__Input material__:
►
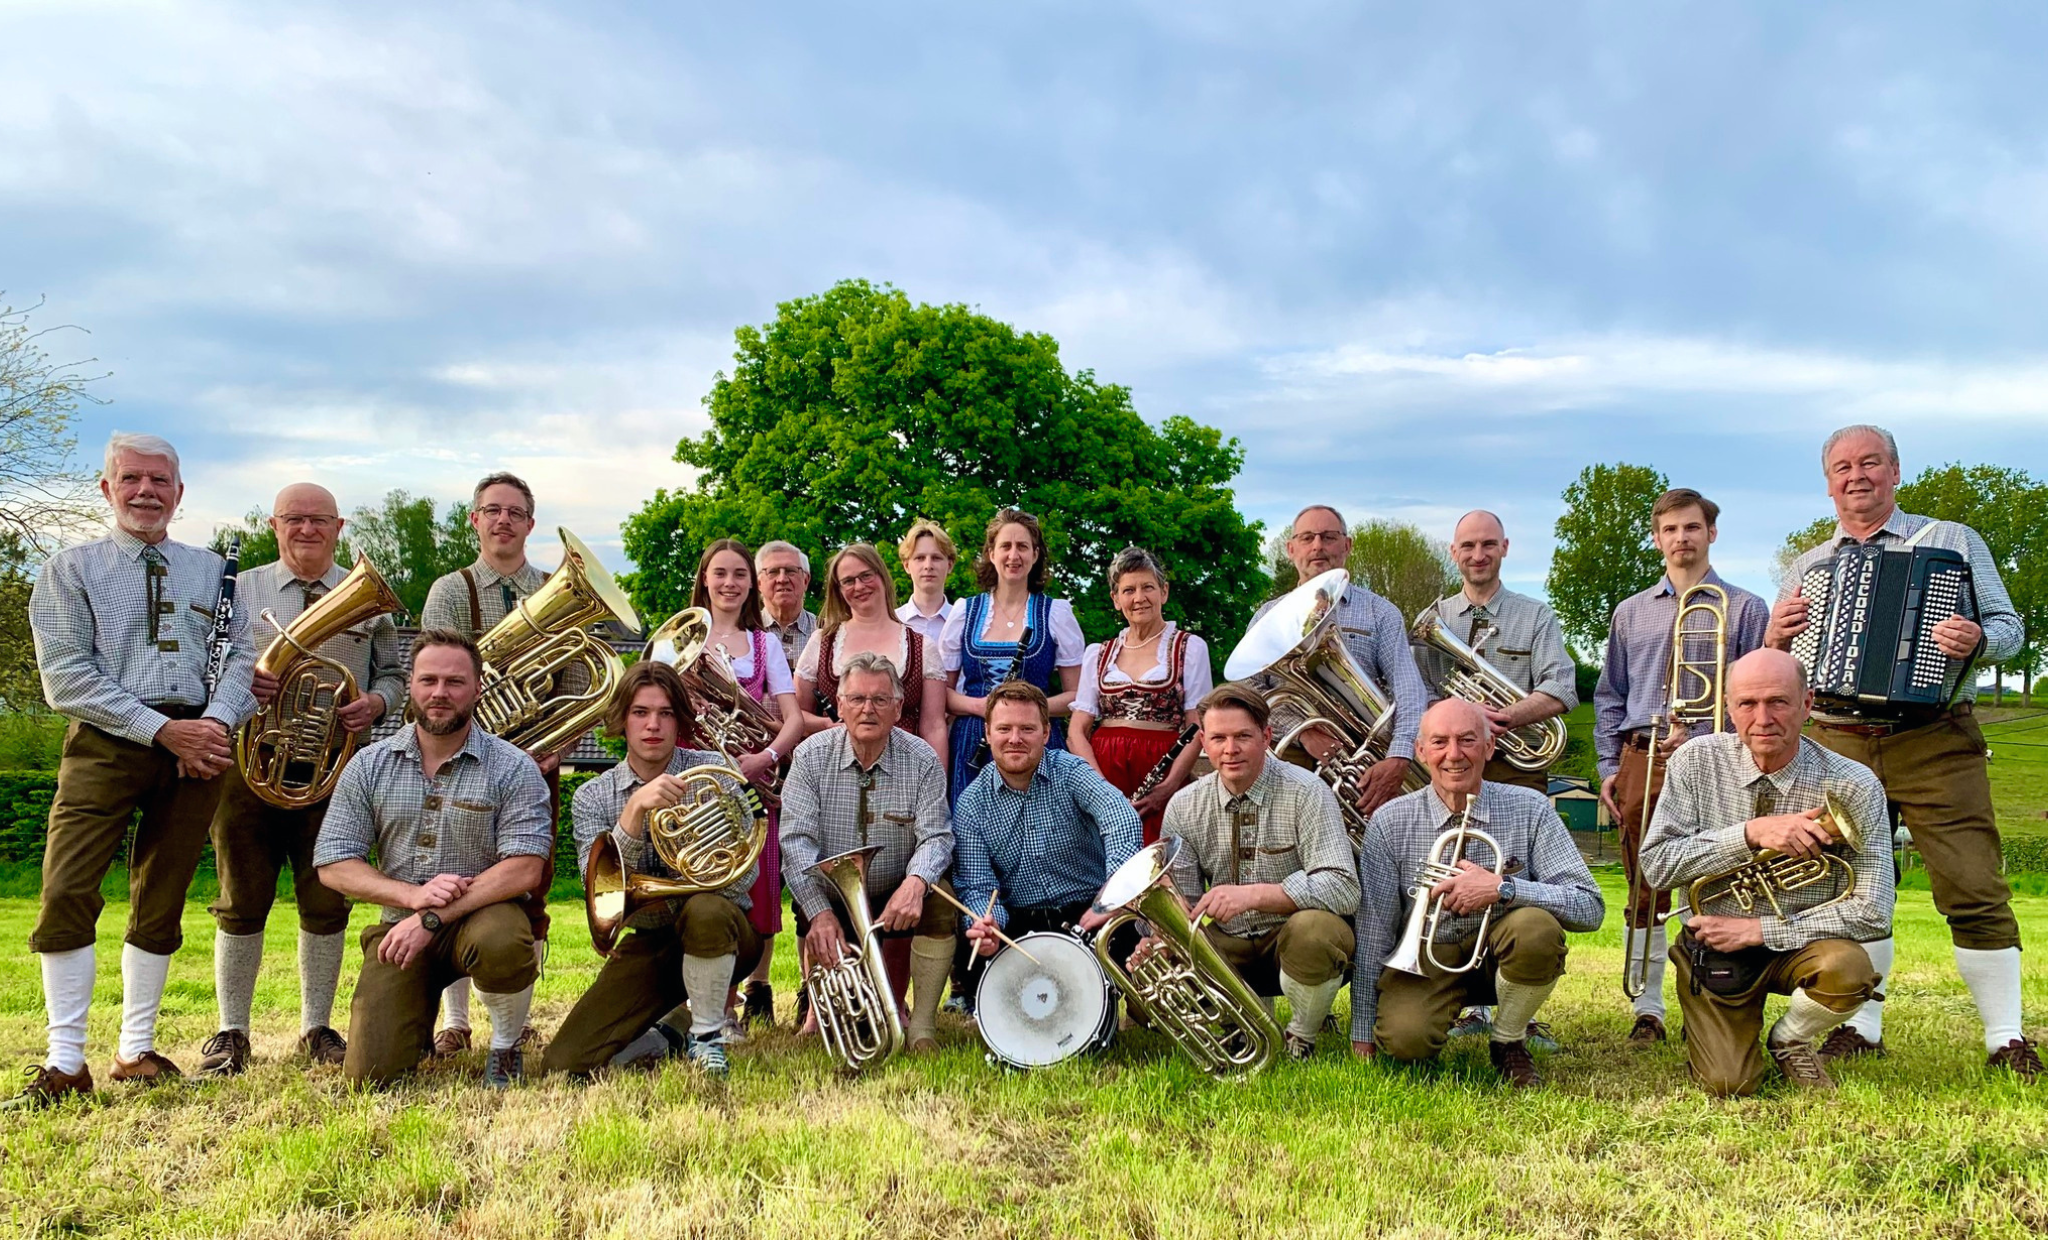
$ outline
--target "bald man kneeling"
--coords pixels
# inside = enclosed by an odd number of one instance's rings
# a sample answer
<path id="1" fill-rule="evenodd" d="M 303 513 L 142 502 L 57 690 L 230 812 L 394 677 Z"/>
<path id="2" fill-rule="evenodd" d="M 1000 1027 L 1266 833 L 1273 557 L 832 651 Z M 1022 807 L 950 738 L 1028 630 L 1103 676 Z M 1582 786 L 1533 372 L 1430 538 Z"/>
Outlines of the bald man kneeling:
<path id="1" fill-rule="evenodd" d="M 1509 1085 L 1542 1083 L 1527 1031 L 1564 976 L 1565 932 L 1597 930 L 1607 904 L 1550 798 L 1483 778 L 1493 727 L 1470 702 L 1446 699 L 1422 716 L 1416 760 L 1429 787 L 1381 806 L 1358 860 L 1358 955 L 1351 982 L 1351 1044 L 1361 1056 L 1432 1059 L 1467 1004 L 1497 1002 L 1489 1055 Z M 1431 888 L 1441 898 L 1421 973 L 1384 967 L 1411 909 L 1411 889 L 1444 831 L 1471 809 L 1471 827 L 1506 853 L 1468 841 L 1458 872 Z M 1495 873 L 1495 869 L 1501 870 Z M 1484 941 L 1479 920 L 1492 912 Z M 1479 963 L 1452 972 L 1477 950 Z M 1441 962 L 1441 963 L 1439 963 Z"/>
<path id="2" fill-rule="evenodd" d="M 289 626 L 341 584 L 347 572 L 334 562 L 334 548 L 345 524 L 325 487 L 295 482 L 277 493 L 270 528 L 277 533 L 278 559 L 242 570 L 236 584 L 238 608 L 249 617 L 257 651 L 269 649 L 278 625 Z M 318 649 L 356 678 L 358 696 L 340 711 L 349 731 L 369 731 L 404 700 L 405 659 L 390 616 L 358 624 Z M 277 695 L 276 677 L 257 673 L 255 690 L 257 701 L 267 704 Z M 333 1028 L 334 991 L 341 978 L 349 905 L 339 892 L 321 885 L 312 864 L 327 803 L 279 809 L 249 791 L 233 766 L 221 783 L 213 816 L 220 898 L 211 908 L 220 1031 L 200 1048 L 199 1074 L 234 1076 L 249 1066 L 249 1015 L 263 965 L 263 926 L 286 865 L 299 908 L 299 1050 L 312 1063 L 339 1064 L 347 1044 Z"/>

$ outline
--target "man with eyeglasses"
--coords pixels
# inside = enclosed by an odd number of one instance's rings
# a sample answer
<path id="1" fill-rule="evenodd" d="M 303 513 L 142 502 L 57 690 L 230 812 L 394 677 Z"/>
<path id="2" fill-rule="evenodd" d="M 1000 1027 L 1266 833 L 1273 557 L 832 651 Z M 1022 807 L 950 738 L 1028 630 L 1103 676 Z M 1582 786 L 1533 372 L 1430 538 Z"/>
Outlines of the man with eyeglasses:
<path id="1" fill-rule="evenodd" d="M 348 575 L 334 561 L 346 524 L 325 487 L 295 482 L 277 493 L 270 528 L 277 534 L 278 558 L 245 569 L 236 586 L 238 609 L 249 617 L 257 651 L 269 649 L 281 626 L 289 626 Z M 335 634 L 317 653 L 356 679 L 355 699 L 335 712 L 350 732 L 369 731 L 405 700 L 405 657 L 390 616 Z M 269 703 L 277 690 L 277 677 L 256 672 L 257 701 Z M 220 1030 L 200 1048 L 201 1076 L 238 1076 L 248 1070 L 249 1016 L 256 975 L 263 967 L 263 926 L 277 900 L 278 874 L 287 864 L 299 910 L 299 1050 L 314 1064 L 339 1065 L 348 1049 L 334 1030 L 333 1012 L 349 905 L 313 870 L 313 845 L 326 816 L 324 799 L 280 809 L 251 792 L 238 767 L 230 764 L 221 774 L 220 807 L 213 816 L 220 898 L 209 910 L 215 925 L 213 984 Z"/>
<path id="2" fill-rule="evenodd" d="M 754 553 L 754 575 L 761 579 L 761 627 L 782 643 L 782 653 L 795 667 L 818 629 L 817 615 L 804 608 L 811 590 L 811 557 L 794 543 L 765 542 Z"/>

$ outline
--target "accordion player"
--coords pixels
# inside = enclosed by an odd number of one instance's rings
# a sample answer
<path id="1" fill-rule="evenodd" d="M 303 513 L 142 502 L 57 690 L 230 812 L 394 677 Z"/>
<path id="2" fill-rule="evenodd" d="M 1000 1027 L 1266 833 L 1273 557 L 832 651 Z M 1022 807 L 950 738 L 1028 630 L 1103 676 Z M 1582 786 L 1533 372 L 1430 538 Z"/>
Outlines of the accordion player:
<path id="1" fill-rule="evenodd" d="M 1970 660 L 1951 658 L 1933 637 L 1952 616 L 1976 618 L 1970 562 L 1959 551 L 1921 546 L 1918 536 L 1846 544 L 1801 575 L 1799 592 L 1811 610 L 1792 655 L 1824 708 L 1939 710 L 1970 672 Z"/>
◄
Select from the material above each line in which the string "target" appears, and list those lines.

__Reply__:
--target "bald man kneeling"
--target "man with eyeglasses"
--target "accordion player"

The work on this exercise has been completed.